* [INSTRUCTIONS TO FOLLOW]:
Swap "keypoint" for "marker" in the lines from the start of the records through the line containing "Target: window trim", and give those lines again with everything else unchanged. Leave the pictures out of the answer.

Some lines
---*---
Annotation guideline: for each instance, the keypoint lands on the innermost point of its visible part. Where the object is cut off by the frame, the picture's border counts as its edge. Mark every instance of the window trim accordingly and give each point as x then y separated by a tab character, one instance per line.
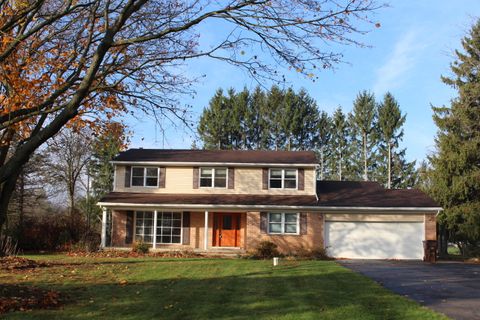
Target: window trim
212	186
155	213
283	233
283	178
145	176
135	225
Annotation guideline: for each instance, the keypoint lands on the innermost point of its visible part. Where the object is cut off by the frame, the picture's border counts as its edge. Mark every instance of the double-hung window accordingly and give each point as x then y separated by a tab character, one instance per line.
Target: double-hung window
283	179
169	227
145	176
213	177
283	223
144	226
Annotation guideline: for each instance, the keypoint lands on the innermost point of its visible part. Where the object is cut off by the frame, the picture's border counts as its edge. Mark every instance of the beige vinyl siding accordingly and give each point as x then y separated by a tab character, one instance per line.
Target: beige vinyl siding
247	181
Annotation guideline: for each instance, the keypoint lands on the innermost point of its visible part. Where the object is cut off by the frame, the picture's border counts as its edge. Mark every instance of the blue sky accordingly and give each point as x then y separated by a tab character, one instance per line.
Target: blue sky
408	54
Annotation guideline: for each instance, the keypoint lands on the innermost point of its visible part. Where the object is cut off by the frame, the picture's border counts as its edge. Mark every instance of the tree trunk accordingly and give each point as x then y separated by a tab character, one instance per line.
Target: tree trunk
21	206
389	166
365	164
6	192
340	167
321	163
442	241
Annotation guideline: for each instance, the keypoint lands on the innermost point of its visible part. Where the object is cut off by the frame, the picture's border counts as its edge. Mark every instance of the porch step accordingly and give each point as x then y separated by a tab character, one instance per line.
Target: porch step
224	252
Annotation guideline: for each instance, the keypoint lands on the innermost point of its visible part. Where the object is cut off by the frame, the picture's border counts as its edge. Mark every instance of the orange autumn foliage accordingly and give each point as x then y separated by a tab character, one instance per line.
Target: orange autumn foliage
32	76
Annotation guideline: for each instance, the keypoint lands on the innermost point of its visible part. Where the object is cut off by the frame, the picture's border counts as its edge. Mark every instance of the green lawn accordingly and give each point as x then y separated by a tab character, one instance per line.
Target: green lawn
210	289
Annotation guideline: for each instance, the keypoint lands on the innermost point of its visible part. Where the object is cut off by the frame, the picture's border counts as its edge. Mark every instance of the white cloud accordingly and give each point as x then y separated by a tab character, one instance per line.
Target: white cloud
396	69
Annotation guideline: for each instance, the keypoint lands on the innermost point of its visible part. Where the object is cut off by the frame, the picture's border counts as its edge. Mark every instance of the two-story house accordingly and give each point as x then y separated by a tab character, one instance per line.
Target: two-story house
208	200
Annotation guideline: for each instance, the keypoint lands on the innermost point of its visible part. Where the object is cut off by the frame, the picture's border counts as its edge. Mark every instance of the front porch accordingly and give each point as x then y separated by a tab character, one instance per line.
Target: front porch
175	230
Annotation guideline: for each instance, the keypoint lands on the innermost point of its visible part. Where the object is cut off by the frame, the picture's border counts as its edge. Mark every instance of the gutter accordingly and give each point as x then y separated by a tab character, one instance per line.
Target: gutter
337	209
222	164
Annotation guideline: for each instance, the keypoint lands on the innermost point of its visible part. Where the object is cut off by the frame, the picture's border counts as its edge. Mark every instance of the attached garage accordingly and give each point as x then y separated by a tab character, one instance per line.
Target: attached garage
363	236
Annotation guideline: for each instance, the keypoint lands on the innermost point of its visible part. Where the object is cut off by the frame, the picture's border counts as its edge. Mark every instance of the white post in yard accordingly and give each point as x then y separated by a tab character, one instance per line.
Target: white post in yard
205	233
103	243
155	213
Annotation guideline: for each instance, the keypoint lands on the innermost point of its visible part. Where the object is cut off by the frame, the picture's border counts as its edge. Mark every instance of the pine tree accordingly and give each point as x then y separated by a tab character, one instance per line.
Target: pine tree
363	125
256	124
324	132
455	174
276	114
213	124
339	145
394	171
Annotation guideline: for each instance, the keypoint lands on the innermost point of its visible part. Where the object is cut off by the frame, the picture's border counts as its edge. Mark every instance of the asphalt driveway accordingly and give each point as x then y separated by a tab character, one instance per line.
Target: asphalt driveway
451	288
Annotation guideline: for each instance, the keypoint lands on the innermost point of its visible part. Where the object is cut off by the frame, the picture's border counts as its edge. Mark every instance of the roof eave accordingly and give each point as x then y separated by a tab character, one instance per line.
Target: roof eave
320	209
223	164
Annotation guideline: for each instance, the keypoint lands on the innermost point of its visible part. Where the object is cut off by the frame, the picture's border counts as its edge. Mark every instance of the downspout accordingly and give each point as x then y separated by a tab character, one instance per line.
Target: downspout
315	181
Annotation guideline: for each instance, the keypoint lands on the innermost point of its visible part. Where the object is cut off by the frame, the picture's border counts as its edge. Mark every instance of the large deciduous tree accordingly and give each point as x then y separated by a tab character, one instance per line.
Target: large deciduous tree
68	154
86	60
454	180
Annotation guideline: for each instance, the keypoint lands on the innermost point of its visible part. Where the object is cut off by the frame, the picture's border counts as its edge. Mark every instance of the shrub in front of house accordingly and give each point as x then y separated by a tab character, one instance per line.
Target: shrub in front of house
266	250
140	247
318	253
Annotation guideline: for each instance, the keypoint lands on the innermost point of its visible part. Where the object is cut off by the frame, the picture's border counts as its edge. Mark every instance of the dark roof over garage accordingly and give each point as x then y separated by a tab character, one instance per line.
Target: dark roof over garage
330	194
369	194
218	156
---*---
* [RESULT OF THE EXERCISE]:
Annotation guideline: for each instance, the marker lands on the innermost point of its visible part. Where the object is cut off by the frame, the picture's border counts as its edge. Mark every instance of the window trim accordingly and give each point as x then y separated by a tab character, one instance per line.
Target: window trim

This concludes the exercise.